- **What to produce**
The answer must be a single number: how many lines of the records below contain "dark".

- **Data extract**
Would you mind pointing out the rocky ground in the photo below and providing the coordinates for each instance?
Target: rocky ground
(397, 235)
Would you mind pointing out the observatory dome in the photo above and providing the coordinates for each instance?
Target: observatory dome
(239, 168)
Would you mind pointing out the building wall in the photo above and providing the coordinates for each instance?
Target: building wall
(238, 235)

==

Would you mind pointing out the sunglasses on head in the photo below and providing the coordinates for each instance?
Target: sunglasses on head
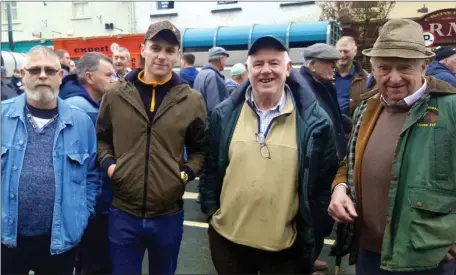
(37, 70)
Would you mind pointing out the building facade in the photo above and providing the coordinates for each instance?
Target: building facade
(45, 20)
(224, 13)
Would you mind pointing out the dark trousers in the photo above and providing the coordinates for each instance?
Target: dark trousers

- **Response area**
2